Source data
◇ ◇ ◇

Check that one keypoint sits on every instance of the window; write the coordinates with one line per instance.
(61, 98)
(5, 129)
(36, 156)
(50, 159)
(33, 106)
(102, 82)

◇ ◇ ◇

> **Work item**: Your answer must be the full set of records above, reproduced exactly.

> **Answer to the exercise**:
Check that one keypoint sits on every instance of the window; write the coordinates with one line per instance.
(61, 98)
(5, 129)
(36, 156)
(50, 159)
(33, 106)
(102, 82)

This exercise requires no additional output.